- **YOUR OBJECTIVE**:
Down to the last line, reproduce the records exactly.

- **TASK INPUT**:
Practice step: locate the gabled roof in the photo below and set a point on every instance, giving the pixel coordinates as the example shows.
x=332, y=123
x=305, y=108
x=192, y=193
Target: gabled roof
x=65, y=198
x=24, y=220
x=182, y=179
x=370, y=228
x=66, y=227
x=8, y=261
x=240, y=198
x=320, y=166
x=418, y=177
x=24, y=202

- **REPLY TO THE EXERCISE**:
Practice step: locate the gabled roof in the photo below and set a point on every instance, giving the pixel coordinates as the example shows.
x=332, y=123
x=305, y=108
x=192, y=193
Target: gabled roof
x=65, y=198
x=24, y=220
x=182, y=179
x=370, y=228
x=66, y=227
x=8, y=261
x=240, y=198
x=320, y=166
x=418, y=177
x=24, y=202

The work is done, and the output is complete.